* **Task requirements**
Which lines in the records below contain the word "white"? Return each of them.

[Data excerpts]
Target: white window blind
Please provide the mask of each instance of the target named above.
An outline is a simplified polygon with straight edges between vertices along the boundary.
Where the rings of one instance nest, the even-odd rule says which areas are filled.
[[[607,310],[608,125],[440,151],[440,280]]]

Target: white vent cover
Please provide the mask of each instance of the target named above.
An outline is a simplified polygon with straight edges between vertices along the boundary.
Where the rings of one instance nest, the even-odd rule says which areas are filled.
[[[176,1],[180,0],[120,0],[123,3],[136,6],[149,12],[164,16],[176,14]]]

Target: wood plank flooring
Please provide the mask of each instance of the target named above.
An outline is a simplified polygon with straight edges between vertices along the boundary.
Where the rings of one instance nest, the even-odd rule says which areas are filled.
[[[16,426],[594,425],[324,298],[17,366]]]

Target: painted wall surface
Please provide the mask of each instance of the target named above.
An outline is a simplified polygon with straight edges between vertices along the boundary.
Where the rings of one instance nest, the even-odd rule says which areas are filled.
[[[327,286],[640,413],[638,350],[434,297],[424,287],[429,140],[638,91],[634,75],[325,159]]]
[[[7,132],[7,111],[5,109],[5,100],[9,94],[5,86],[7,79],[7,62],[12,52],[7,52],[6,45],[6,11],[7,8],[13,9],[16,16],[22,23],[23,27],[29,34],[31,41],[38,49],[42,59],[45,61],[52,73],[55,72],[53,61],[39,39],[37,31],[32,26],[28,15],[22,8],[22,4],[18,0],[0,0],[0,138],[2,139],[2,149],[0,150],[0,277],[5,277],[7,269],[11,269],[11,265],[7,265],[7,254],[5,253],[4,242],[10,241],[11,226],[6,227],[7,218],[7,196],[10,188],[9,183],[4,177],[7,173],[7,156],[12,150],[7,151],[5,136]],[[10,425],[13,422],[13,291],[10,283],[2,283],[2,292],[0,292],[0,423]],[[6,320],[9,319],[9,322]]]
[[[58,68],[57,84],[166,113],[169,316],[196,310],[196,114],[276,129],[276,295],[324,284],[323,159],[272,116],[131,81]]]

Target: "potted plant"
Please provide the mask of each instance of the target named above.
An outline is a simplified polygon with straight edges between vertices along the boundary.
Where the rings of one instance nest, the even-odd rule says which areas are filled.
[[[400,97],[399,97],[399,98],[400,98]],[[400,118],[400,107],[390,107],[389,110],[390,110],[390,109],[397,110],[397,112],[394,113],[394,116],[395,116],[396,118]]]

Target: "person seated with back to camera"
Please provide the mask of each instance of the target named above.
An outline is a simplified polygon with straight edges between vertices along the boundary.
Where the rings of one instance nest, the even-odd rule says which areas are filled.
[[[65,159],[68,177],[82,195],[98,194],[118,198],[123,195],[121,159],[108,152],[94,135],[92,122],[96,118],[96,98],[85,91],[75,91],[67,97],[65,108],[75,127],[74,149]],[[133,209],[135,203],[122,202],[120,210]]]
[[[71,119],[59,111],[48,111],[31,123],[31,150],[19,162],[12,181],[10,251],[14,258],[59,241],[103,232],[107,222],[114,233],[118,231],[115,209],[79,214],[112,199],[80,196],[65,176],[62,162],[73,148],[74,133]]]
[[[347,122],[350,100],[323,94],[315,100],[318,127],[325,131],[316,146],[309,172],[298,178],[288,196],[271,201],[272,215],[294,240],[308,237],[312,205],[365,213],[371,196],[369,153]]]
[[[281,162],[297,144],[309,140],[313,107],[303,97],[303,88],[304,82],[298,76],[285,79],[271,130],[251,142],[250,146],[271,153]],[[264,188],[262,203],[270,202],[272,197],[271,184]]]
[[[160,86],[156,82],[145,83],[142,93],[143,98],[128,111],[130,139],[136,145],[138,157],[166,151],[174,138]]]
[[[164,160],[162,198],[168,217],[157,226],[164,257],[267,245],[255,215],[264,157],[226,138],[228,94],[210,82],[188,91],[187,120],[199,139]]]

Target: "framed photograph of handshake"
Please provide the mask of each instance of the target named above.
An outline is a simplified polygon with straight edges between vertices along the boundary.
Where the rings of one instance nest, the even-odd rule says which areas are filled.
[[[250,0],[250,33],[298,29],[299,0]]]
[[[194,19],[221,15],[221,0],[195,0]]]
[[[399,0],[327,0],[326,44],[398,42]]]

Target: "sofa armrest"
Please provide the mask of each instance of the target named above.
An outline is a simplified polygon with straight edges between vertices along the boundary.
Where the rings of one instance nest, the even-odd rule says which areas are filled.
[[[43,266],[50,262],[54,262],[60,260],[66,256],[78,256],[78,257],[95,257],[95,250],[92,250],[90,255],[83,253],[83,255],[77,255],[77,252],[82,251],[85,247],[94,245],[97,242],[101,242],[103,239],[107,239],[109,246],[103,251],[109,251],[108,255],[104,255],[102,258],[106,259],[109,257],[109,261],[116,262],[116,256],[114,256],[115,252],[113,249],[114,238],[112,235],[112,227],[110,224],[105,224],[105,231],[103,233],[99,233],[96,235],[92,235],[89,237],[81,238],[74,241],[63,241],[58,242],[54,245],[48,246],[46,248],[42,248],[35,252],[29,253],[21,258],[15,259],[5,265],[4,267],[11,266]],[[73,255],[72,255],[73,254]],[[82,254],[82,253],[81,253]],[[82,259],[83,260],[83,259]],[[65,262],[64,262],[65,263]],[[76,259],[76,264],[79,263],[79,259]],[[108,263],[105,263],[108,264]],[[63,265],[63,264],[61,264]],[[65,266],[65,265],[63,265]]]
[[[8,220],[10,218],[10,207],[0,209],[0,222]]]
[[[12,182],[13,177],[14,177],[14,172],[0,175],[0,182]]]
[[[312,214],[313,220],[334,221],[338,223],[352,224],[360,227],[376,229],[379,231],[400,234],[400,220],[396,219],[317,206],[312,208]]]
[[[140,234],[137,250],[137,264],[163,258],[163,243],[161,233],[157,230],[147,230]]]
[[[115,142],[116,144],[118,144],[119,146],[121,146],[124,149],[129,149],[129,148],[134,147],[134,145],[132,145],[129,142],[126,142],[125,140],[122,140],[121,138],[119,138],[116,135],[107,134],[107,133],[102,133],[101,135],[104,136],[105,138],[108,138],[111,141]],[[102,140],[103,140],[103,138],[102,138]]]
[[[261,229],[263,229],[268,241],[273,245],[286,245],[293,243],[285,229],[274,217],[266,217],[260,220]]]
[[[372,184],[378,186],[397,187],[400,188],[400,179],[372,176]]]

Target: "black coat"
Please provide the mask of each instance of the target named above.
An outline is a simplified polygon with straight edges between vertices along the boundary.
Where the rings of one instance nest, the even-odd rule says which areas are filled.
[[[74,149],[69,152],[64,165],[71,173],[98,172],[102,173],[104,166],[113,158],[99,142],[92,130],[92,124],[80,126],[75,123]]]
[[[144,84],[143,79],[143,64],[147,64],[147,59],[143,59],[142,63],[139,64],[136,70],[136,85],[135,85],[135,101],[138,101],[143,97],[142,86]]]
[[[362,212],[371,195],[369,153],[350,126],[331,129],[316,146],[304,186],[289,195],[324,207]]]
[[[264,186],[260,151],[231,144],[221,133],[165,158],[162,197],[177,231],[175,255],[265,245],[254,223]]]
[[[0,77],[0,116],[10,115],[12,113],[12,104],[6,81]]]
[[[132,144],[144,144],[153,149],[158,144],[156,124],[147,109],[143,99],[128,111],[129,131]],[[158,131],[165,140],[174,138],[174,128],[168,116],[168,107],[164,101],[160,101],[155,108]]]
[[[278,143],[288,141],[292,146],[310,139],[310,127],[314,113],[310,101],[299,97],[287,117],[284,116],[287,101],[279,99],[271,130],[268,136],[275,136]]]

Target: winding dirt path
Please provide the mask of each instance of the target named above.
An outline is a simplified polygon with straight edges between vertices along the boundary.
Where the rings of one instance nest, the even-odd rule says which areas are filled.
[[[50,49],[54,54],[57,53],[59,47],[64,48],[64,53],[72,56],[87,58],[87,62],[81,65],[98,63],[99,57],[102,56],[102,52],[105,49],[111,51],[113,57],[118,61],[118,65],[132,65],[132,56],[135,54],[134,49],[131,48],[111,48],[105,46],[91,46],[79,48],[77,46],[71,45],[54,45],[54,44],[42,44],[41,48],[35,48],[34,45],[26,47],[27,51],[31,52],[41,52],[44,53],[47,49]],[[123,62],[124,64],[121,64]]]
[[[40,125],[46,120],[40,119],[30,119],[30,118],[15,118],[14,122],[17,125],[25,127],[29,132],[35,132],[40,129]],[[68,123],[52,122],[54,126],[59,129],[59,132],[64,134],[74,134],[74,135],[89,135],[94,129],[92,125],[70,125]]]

* **Answer for this exercise**
Target: white window blind
Target: white vent cover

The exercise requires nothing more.